• What this task involves: Reproduce all of the data word for word.

• The records:
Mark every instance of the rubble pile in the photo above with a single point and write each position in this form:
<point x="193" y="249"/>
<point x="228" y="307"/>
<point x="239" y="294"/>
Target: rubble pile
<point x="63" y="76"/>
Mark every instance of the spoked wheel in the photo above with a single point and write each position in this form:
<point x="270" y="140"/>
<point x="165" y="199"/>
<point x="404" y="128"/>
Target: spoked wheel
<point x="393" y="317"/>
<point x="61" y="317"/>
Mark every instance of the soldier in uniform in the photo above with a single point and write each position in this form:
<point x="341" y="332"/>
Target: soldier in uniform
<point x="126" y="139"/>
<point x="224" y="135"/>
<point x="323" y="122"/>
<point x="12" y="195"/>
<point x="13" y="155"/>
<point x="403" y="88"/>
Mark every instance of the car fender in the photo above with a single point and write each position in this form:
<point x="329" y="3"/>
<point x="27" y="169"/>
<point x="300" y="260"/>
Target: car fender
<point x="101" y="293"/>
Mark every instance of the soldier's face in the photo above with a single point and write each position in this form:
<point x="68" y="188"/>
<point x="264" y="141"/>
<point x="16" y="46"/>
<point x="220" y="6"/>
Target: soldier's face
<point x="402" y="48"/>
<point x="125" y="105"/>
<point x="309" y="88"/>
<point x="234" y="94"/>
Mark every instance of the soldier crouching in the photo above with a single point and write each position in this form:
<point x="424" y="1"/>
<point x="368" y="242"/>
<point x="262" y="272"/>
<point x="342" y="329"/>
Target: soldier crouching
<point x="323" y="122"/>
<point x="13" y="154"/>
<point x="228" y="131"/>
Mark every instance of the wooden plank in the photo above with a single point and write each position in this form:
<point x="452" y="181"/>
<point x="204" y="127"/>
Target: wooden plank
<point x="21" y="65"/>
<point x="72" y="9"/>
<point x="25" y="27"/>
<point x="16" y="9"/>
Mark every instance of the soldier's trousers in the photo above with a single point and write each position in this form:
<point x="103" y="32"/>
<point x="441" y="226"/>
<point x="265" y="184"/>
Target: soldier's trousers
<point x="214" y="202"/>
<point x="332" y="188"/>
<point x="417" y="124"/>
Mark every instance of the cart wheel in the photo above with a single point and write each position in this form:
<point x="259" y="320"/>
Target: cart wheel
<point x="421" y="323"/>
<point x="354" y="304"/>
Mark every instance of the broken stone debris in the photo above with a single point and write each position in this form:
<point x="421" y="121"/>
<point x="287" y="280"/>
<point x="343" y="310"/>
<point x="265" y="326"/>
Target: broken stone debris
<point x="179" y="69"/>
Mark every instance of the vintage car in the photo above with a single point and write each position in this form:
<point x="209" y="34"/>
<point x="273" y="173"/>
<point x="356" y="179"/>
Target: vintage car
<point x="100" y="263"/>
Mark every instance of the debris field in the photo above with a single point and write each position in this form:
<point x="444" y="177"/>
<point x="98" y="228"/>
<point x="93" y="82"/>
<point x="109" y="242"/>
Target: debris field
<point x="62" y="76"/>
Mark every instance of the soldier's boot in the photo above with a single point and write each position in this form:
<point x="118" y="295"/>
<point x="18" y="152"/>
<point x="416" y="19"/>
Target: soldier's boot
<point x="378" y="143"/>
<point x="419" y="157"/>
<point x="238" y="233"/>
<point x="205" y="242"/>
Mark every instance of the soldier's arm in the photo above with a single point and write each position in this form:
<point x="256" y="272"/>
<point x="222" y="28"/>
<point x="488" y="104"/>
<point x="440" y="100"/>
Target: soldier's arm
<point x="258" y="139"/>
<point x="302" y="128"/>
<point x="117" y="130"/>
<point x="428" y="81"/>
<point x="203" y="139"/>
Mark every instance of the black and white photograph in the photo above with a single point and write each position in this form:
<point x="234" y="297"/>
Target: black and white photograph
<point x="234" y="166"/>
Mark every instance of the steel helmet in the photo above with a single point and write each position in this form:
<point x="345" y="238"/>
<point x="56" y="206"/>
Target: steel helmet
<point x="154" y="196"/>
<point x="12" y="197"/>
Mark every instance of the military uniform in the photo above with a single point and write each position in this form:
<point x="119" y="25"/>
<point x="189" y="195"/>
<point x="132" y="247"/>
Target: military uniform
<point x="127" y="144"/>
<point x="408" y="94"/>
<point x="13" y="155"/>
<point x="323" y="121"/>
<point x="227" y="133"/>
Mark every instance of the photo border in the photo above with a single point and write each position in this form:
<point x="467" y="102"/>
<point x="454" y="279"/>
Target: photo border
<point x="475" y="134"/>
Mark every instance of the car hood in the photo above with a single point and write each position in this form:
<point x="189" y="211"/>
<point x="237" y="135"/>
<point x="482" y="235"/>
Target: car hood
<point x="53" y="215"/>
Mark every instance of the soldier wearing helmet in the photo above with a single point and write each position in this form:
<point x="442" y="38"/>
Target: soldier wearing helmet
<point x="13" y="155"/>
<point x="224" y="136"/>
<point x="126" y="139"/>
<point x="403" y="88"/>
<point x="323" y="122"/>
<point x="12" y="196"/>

• The completed task:
Mark every instance of the rubble pile in the photo above with a single point and write each position in this form:
<point x="193" y="249"/>
<point x="228" y="307"/>
<point x="239" y="294"/>
Target: rubble pile
<point x="63" y="76"/>
Mark every instance of the spoked wheel in the photo above with a single point and write each position in this form:
<point x="270" y="140"/>
<point x="165" y="199"/>
<point x="404" y="128"/>
Target: spoked wheel
<point x="393" y="317"/>
<point x="61" y="317"/>
Mark every instance of the soldier in uniform in the photo above with a single point and write each position in this form:
<point x="341" y="332"/>
Target: soldier in uniform
<point x="126" y="139"/>
<point x="224" y="135"/>
<point x="323" y="122"/>
<point x="12" y="195"/>
<point x="13" y="155"/>
<point x="403" y="88"/>
Mark every instance of the car fender in the photo above with a single point and write each position in this form:
<point x="329" y="3"/>
<point x="27" y="169"/>
<point x="300" y="260"/>
Target: car fender
<point x="101" y="293"/>
Mark every instance of the soldier's face in the photo above with a single point and write each position in this form:
<point x="68" y="188"/>
<point x="264" y="141"/>
<point x="16" y="46"/>
<point x="220" y="6"/>
Target: soldier's face
<point x="402" y="48"/>
<point x="125" y="105"/>
<point x="309" y="88"/>
<point x="234" y="94"/>
Mark every instance of the soldier crouching in the photo above with a single point and write each position in this form:
<point x="424" y="1"/>
<point x="368" y="242"/>
<point x="262" y="272"/>
<point x="342" y="329"/>
Target: soldier crouching
<point x="323" y="122"/>
<point x="13" y="154"/>
<point x="228" y="131"/>
Mark every instance of the wooden plank in the photo above with a single point and write each position in this form:
<point x="452" y="181"/>
<point x="204" y="127"/>
Target: wooden plank
<point x="21" y="65"/>
<point x="72" y="9"/>
<point x="25" y="27"/>
<point x="16" y="9"/>
Mark every instance of the soldier's trousers in the photo above with a single point and write each position in this form:
<point x="103" y="32"/>
<point x="441" y="226"/>
<point x="265" y="184"/>
Target: soldier's trousers
<point x="214" y="202"/>
<point x="332" y="188"/>
<point x="417" y="124"/>
Mark every instance of the cart wheel in the photo above with a single point and write each position in this form:
<point x="259" y="320"/>
Target: cart wheel
<point x="421" y="323"/>
<point x="354" y="304"/>
Mark every instance of the broken stone debris in the photo above with a single point and write each position in this form:
<point x="421" y="121"/>
<point x="287" y="280"/>
<point x="343" y="310"/>
<point x="265" y="326"/>
Target: broken stone debris
<point x="179" y="69"/>
Mark every instance of the vintage car in the photo above with a single point and write each position in this form:
<point x="209" y="34"/>
<point x="273" y="173"/>
<point x="356" y="179"/>
Target: vintage car
<point x="100" y="263"/>
Mark every instance of the debris field in the photo above with a single point and write each position in this form:
<point x="444" y="177"/>
<point x="98" y="228"/>
<point x="93" y="82"/>
<point x="109" y="242"/>
Target: debris field
<point x="62" y="76"/>
Mark every instance of the soldier's boot in the photo above with a single point and write each position in this form:
<point x="118" y="295"/>
<point x="18" y="152"/>
<point x="416" y="19"/>
Target: soldier's boot
<point x="378" y="143"/>
<point x="419" y="157"/>
<point x="238" y="233"/>
<point x="205" y="242"/>
Mark every instance of the soldier's arm in the photo above with a single point and write each position in this form:
<point x="256" y="272"/>
<point x="222" y="28"/>
<point x="488" y="104"/>
<point x="440" y="100"/>
Target: soldier's arm
<point x="258" y="139"/>
<point x="302" y="128"/>
<point x="117" y="130"/>
<point x="428" y="81"/>
<point x="203" y="139"/>
Mark every instance of the black and white photograph in the photo above with a single point and write each position in this form:
<point x="234" y="297"/>
Target: black and white photograph
<point x="234" y="166"/>
Mark every instance of the steel helmet in the photo above with a single point and write each position in this form:
<point x="345" y="238"/>
<point x="56" y="206"/>
Target: steel helmet
<point x="154" y="196"/>
<point x="12" y="197"/>
Mark every instance of the military uniform in the photo above with a single point and write each position in this form:
<point x="119" y="25"/>
<point x="189" y="195"/>
<point x="132" y="247"/>
Target: military uniform
<point x="127" y="144"/>
<point x="408" y="94"/>
<point x="13" y="155"/>
<point x="323" y="121"/>
<point x="227" y="133"/>
Mark every instance of the photo border in the photo above with a single point and write each position in this form:
<point x="467" y="102"/>
<point x="454" y="279"/>
Target: photo border
<point x="475" y="134"/>
Mark every instance of the car hood in the photo above with a single point and write each position in this form:
<point x="189" y="211"/>
<point x="237" y="135"/>
<point x="482" y="235"/>
Target: car hood
<point x="53" y="215"/>
Mark every instance of the soldier wearing helmet in the photo above with a single point and write each position in this form:
<point x="442" y="38"/>
Target: soldier wearing helmet
<point x="13" y="155"/>
<point x="224" y="136"/>
<point x="126" y="139"/>
<point x="403" y="88"/>
<point x="323" y="122"/>
<point x="12" y="196"/>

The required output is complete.